CONSIGNE> Pouvez-vous extraire du texte sur le chrétien qui étonne tout ce qui va de « Le Christ, nous » jusqu'à « et qui surprend. », sans rien y changer ?

TEXTE À LIRE>

━━━━━━

Si quelqu’un n’a rien d’étonnant, je dis qu’il n’est pas chrétien. Le chrétien est précisément celui ou celle qui, quelque part, doit dénoter, surprendre, interroger. Être chrétien c’est autant être soi qu’une présence, particulière de Dieu qui s’incarne.
« Ils furent tous frappés de stupeur et se demandaient entre eux : ‘ Qu’est-ce que cela veut dire ? ‘ »
Le Christ, nous raconte l’Écriture, ne laisse pas les gens indifférents : il est étonnant. Le chrétien est celui qui a toujours quelque chose d’étonnant en lui ; qui pose question ; qui entre quelque part en contradiction avec l’esprit du monde. A mon sens, un chrétien ne devrait jamais passer totalement inaperçu. Au fond, c’est la parole de l’Évangile : en quoi différons-nous des autres si nous n’aimons que celles qui nous aiment, que ceux qui nous font du bien ? [ Mt 5, 46-47 et Lc 6, 32-35 ]. Il doit y avoir chez tout chrétien une façon particulière d’aimer, qui se voit et qui surprend.
« Sa renommée se répandit aussitôt partout, dans toute la région de la Galilée. » C’est parce qu’à bien des égards il est étonnant – par rapport à la culture ambiante – que le christianisme se répand. Et si, aujourd’hui, chez nous, sa renommée est fort ternie c’est sans doute parce que ceux qui se revendiquaient de l’Église n’avaient plus rien d’étonnant, qu’ils n’apparaissaient finalement pas bien différents d’autres, qui ne croyaient pas.

━━━━━━

Enregistrements de pointage d'objets nommés:
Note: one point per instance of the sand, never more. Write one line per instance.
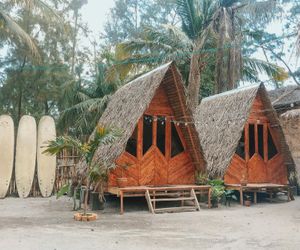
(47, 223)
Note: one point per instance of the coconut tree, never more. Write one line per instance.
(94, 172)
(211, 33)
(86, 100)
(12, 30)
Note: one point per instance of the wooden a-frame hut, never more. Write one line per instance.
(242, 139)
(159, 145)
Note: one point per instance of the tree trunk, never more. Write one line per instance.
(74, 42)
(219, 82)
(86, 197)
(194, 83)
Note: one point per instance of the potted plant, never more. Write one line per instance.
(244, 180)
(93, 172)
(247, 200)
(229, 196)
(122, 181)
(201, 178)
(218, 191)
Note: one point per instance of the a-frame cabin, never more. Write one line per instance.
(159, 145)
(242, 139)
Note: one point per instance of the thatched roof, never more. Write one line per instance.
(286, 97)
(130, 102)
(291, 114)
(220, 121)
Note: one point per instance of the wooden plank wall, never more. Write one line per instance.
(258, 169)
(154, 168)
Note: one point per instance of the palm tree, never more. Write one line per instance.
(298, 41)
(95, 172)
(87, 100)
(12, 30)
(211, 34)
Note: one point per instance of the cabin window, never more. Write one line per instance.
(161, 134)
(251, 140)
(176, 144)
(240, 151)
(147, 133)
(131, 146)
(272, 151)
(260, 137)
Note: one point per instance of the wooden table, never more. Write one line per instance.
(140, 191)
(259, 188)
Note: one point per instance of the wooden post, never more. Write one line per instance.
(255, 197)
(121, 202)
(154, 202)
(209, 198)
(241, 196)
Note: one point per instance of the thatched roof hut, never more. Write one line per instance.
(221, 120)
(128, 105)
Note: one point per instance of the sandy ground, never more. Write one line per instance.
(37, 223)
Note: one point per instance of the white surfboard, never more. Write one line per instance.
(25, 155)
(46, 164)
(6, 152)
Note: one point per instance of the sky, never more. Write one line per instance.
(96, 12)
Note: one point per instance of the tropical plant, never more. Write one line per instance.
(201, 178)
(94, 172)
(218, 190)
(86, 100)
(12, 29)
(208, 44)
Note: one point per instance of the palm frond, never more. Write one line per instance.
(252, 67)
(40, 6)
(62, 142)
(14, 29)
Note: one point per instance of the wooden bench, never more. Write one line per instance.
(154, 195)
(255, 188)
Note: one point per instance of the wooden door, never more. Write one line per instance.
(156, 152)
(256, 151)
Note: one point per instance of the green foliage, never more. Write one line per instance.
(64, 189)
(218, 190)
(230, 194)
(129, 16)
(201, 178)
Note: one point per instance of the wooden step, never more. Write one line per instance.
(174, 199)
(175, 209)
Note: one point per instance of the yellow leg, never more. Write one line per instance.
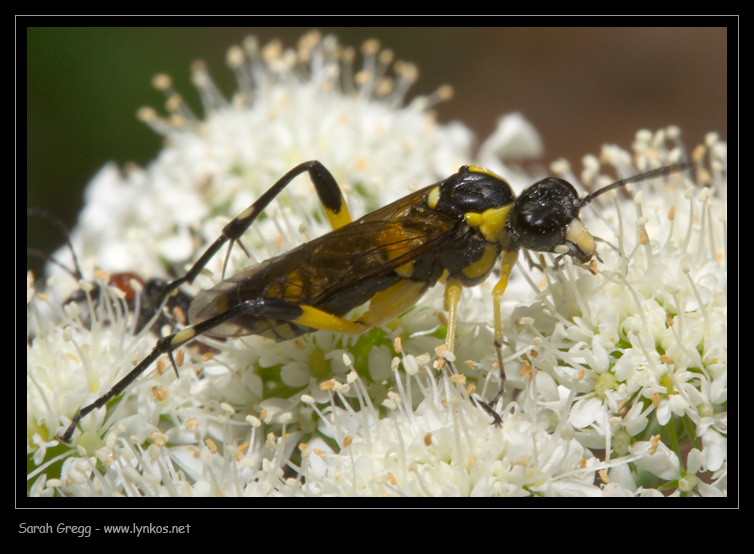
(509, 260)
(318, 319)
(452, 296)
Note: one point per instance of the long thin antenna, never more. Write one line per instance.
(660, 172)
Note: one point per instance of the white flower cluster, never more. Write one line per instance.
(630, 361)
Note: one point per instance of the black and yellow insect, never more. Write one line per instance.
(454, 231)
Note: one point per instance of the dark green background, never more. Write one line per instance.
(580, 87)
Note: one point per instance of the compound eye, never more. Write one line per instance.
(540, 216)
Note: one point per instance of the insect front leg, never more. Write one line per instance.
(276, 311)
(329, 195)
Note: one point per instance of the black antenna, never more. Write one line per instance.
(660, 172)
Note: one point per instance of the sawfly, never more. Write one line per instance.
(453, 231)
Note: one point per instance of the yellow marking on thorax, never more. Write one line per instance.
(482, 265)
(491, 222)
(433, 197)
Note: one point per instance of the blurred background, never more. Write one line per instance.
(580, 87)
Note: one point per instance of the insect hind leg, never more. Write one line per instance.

━━━━━━

RÉSULTAT OBTENU>
Le Christ, nous raconte l’Écriture, ne laisse pas les gens indifférents : il est étonnant. Le chrétien est celui qui a toujours quelque chose d’étonnant en lui ; qui pose question ; qui entre quelque part en contradiction avec l’esprit du monde. A mon sens, un chrétien ne devrait jamais passer totalement inaperçu. Au fond, c’est la parole de l’Évangile : en quoi différons-nous des autres si nous n’aimons que celles qui nous aiment, que ceux qui nous font du bien ? [ Mt 5, 46-47 et Lc 6, 32-35 ]. Il doit y avoir chez tout chrétien une façon particulière d’aimer, qui se voit et qui surprend.